____ Texte fourni
De plus par la connaissance des diverses priorités ordonnées par le sens, émerge une unification de la personne dans l'équilibre qu'elle trouve en donnant : à ses besoins:la vertu de force, à ses envies:la tempérance, à ses projets:la justice, à ses désirs:la prudence, les quatre actes volitifs ainsi soutenus par les quatre vertus sont alors ordonnés de l'intérieur et ne cause plus de perturbations...
Position particulière du langage pour passer du sens à la signification par la substitution de la mémoire...
la pratique particulaire du langage est de servir d'extension à l'activité mnémonique et de se substituer logiquement à la mémoire lorsque l'intelligence pose un acte de locution intérieur ou de communication extérieur, cela veut dire que le langage est coextensif au raisonnement puisque ce dernier est l'efficience corporel mnémonique (la fonctionnalité cérébrale) de l'acte intellectuel...
la causalité du langage se retrouve en ce qui est délimité par la situation de la personne à partir :
1- de l'appréhension du jugement d'existence: qui permettra au langage de passer de la singularisation du phénomène à la saisie d'un universel(le mot), et cela par le mimétisme de la définition.
________
____ Entrées du jeu
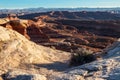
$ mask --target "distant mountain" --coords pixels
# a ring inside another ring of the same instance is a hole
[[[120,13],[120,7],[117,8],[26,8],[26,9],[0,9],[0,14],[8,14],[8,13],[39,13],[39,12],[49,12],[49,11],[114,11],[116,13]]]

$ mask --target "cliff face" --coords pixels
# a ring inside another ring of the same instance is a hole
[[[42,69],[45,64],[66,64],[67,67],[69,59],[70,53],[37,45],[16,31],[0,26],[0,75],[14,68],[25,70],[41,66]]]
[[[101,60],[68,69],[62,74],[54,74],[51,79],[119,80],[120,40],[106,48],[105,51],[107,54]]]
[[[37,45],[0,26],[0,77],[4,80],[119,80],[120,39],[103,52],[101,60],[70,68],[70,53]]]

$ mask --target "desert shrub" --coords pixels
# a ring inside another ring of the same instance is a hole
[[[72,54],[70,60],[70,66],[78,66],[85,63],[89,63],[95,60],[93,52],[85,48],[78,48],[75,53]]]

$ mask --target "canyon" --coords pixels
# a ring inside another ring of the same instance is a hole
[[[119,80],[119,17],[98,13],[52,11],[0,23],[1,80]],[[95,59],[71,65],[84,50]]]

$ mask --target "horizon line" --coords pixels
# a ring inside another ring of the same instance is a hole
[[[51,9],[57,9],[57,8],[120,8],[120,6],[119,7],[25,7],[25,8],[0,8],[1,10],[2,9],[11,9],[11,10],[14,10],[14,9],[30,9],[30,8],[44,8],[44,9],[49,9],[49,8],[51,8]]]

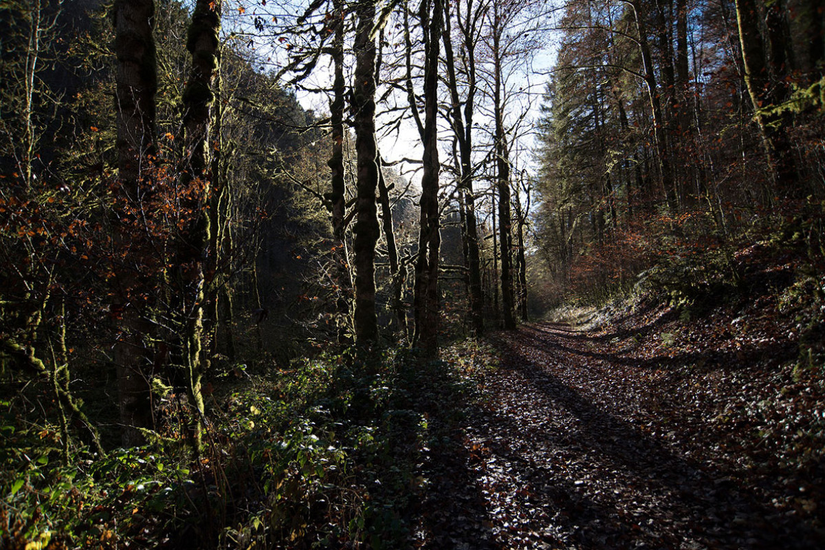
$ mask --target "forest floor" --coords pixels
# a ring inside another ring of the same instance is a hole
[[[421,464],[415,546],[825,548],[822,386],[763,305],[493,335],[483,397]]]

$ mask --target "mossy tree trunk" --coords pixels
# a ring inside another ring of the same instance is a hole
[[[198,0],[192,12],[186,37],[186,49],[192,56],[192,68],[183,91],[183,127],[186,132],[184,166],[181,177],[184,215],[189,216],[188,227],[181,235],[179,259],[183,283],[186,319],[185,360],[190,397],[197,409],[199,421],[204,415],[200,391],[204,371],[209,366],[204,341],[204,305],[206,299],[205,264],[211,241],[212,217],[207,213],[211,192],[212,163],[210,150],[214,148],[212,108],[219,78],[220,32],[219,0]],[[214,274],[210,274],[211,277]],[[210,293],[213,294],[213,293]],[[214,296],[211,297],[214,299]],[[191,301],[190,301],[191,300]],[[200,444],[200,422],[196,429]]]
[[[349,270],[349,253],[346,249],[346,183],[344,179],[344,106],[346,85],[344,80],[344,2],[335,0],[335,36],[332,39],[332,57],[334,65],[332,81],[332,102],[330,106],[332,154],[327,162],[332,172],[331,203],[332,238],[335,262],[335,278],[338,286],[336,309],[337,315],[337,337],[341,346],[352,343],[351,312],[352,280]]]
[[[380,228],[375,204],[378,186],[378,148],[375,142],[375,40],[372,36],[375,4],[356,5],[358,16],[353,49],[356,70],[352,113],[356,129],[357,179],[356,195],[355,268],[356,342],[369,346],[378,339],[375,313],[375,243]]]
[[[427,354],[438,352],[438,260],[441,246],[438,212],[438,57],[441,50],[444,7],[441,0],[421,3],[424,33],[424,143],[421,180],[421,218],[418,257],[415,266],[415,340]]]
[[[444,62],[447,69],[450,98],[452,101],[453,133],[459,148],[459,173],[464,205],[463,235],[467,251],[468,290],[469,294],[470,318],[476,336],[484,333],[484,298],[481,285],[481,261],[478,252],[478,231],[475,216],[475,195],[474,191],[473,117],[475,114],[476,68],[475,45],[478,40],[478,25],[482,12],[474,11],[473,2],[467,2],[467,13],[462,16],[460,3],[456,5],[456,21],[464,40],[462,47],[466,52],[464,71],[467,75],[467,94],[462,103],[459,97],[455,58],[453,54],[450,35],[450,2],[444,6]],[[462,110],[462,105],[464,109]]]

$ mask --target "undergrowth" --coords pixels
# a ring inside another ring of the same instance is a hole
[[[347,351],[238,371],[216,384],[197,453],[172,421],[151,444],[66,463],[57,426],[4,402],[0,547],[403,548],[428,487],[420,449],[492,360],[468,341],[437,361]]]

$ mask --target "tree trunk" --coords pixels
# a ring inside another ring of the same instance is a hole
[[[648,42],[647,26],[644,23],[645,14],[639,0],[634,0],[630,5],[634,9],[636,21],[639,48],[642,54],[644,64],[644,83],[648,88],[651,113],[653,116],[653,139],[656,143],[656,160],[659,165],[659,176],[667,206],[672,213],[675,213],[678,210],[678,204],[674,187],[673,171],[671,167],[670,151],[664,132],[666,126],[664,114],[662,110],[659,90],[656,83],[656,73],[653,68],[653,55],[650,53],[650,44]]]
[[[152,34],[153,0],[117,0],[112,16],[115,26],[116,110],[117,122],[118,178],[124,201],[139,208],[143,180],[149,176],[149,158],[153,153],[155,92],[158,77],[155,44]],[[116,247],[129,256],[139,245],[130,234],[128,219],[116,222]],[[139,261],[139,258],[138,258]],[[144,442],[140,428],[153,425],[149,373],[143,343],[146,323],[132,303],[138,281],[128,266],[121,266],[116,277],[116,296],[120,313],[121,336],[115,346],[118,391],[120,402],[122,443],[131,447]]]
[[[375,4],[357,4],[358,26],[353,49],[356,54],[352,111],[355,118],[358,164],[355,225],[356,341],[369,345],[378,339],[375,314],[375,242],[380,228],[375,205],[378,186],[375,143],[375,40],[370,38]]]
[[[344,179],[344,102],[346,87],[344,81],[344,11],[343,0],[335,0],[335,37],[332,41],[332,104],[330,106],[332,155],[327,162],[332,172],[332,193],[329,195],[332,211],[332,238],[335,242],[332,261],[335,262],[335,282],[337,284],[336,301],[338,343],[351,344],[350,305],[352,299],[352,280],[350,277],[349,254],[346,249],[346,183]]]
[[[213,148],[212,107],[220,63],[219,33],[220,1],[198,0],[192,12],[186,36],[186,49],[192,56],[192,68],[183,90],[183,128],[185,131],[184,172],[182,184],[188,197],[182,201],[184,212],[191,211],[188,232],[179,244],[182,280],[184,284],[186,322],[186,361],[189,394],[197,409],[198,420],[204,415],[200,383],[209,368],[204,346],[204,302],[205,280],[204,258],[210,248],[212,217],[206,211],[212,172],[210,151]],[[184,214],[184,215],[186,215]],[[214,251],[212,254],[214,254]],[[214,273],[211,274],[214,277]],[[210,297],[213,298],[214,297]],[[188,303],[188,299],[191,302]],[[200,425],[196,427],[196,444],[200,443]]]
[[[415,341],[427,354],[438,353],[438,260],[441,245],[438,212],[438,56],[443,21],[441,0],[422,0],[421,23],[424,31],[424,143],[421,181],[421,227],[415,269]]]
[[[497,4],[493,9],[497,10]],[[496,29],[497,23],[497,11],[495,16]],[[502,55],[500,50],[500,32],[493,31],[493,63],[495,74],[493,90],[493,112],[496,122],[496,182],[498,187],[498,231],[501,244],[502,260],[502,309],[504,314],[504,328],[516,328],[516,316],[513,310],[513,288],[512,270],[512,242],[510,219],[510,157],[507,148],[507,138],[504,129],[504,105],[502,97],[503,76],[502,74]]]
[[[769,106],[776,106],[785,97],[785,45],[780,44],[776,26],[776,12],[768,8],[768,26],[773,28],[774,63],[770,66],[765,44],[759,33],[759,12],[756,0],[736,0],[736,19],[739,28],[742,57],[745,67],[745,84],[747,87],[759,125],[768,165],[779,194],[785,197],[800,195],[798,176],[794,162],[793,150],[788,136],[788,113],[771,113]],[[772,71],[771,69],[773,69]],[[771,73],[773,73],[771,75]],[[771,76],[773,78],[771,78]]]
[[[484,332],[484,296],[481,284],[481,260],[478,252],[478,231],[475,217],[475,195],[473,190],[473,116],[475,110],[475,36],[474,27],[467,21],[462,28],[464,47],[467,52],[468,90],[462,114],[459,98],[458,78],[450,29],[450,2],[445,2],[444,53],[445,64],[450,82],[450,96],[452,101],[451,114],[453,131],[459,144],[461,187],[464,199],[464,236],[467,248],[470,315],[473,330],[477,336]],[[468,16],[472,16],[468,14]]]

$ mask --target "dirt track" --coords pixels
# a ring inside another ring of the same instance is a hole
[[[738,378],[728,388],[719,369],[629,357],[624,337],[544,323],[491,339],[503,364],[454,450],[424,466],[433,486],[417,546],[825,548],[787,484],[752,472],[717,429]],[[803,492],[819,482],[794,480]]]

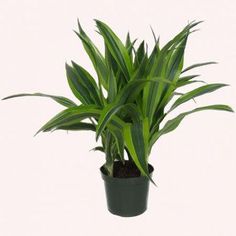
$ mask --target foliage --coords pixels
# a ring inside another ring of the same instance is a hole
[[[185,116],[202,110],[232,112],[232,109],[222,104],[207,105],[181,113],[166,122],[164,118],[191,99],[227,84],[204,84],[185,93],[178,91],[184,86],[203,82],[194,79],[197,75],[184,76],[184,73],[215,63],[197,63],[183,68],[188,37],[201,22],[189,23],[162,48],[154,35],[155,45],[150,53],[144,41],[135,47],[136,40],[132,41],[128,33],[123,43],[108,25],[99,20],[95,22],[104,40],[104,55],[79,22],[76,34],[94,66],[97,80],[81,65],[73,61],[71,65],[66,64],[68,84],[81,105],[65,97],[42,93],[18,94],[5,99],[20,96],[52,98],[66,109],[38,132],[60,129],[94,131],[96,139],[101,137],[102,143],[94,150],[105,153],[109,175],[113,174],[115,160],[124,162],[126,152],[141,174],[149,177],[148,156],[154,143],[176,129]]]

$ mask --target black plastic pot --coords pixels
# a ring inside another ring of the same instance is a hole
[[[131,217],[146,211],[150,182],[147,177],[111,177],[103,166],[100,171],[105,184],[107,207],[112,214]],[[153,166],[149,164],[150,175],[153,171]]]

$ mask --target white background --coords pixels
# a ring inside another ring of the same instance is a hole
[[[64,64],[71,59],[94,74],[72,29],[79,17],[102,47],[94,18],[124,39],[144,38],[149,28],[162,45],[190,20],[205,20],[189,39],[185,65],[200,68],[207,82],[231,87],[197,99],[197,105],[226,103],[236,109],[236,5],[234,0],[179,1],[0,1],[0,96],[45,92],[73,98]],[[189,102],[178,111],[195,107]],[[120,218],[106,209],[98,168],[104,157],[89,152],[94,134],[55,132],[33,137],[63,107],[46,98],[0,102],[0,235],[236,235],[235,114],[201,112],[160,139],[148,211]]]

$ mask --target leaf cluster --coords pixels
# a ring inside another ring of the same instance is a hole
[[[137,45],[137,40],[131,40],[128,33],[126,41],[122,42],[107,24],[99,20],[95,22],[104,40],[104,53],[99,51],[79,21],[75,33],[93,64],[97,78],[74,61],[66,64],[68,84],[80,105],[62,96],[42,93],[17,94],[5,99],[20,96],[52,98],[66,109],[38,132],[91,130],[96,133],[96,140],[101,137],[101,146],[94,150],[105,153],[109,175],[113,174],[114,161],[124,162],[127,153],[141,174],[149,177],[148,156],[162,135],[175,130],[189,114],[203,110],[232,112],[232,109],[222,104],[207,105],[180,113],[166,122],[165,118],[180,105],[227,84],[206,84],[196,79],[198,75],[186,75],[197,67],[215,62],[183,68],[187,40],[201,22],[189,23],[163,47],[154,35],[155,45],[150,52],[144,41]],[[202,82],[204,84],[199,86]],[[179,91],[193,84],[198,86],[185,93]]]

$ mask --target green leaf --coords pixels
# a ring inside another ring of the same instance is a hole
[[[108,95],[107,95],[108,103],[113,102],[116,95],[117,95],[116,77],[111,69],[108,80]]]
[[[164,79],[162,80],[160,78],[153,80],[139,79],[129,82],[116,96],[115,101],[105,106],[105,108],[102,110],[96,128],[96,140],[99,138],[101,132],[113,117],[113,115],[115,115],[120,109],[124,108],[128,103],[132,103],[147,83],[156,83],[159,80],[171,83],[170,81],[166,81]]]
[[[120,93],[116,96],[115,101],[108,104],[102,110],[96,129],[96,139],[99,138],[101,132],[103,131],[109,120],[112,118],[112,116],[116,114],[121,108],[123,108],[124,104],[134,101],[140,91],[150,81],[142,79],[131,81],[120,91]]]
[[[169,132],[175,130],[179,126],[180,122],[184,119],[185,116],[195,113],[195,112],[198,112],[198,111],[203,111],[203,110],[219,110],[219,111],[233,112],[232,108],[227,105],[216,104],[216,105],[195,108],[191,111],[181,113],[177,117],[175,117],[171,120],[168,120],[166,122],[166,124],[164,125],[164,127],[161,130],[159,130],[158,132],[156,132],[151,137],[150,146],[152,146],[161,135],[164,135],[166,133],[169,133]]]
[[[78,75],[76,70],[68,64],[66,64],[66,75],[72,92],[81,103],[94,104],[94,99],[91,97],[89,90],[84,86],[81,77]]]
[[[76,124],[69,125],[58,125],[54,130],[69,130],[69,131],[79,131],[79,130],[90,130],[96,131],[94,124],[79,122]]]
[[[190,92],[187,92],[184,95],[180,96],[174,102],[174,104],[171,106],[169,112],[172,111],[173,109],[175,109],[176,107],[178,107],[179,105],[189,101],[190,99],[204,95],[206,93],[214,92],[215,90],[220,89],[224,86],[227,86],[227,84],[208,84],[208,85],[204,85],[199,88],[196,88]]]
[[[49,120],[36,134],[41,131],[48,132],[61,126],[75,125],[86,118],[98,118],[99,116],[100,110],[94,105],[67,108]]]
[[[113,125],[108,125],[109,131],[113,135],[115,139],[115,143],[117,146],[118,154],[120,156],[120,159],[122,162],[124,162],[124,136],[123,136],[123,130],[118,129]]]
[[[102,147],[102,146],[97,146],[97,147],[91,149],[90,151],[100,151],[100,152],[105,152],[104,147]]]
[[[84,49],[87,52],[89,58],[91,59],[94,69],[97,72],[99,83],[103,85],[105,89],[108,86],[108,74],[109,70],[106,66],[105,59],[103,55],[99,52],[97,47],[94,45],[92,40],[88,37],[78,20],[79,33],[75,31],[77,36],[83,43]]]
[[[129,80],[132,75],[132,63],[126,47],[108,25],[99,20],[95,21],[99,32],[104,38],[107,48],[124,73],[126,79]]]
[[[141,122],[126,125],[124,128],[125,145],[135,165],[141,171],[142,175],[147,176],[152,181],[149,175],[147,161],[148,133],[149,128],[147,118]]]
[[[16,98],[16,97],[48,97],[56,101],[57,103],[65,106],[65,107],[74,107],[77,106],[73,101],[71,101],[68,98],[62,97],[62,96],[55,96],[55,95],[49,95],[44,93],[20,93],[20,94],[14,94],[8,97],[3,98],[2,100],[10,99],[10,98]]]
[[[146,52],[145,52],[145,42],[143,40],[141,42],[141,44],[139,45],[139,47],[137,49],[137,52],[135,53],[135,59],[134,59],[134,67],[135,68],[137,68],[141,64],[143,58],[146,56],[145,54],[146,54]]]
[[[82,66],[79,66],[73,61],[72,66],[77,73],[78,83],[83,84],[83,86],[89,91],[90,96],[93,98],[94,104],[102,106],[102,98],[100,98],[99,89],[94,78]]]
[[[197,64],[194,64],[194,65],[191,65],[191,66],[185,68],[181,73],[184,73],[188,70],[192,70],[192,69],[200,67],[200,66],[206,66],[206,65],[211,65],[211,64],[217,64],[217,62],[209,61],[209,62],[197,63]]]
________
À faire:
A – D'après le texte sur le sens et le langage, quelle vertu est donnée aux envies ?
B – Dans le texte sur le sens et le langage, recopiez le passage de « De plus par » à « de la mémoire... » en changeant « tempérance » en « modération ».
C – Reprenez la rédaction du texte sur le sens et le langage à l'endroit où il s'interrompt.
Les entrées proviennent d'une autre source.

Corrigé:
A – La tempérance.

B –
De plus par la connaissance des diverses priorités ordonnées par le sens, émerge une unification de la personne dans l'équilibre qu'elle trouve en donnant : à ses besoins:la vertu de force, à ses envies:la modération, à ses projets:la justice, à ses désirs:la prudence, les quatre actes volitifs ainsi soutenus par les quatre vertus sont alors ordonnés de l'intérieur et ne cause plus de perturbations...
Position particulière du langage pour passer du sens à la signification par la substitution de la mémoire...

C –
2- des sensations: qui permettront au langage de passer de l'expérimentation individuelle à une mise en commun culturelle via la signification du discours.
3- des émotions: qui permettront au langage de passer de l'incomplétude du vécu, au sens de la rencontre avec les autres via le dialogue et les confidences.
4- les passions: qui permettront au langage de passer de l'attente de l'élan vital à l'expérience du moment d'échange dans la relation via le langage amoureux ou haineux.
5- les intentions: qui permettront au langage de passer de la connaissance de l'autre aux conseils via l'enseignement et les lois.
6- la réflexion: qui permettra au langage de passer de la saisie du vrai au partage des vérités, via le débat pour manifester l'accord et le désaccord.
7- la mémorisation: qui permettra au langage d'établir une correspondance entre les représentations respectives des individus d'un même groupe via l'historicité de leur langue commune et les occurrences culturelles que la remémoration réactualise.
ces sept niveaux qui sont les influx du raisonnement comme nous le verrons plus tard au sujet de l'harmonisation de la représentation du monde réel et de son imagination passe tous par le langage...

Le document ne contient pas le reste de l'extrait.